■ **TASK DIRECTIONS**
Could you write out every line of the data below again, requests included, with each coordinate in the answers scaled by 0.95 and rounded to a whole number, halves rounding up?

[Point labeling dataset excerpts]
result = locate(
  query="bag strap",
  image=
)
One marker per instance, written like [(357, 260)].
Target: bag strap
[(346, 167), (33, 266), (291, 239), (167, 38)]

■ **RIGHT ANSWER**
result = locate(
  query="bag strap",
  image=
)
One marker per instance, written like [(357, 260)].
Target: bag strap
[(329, 159), (31, 253), (276, 227), (159, 36)]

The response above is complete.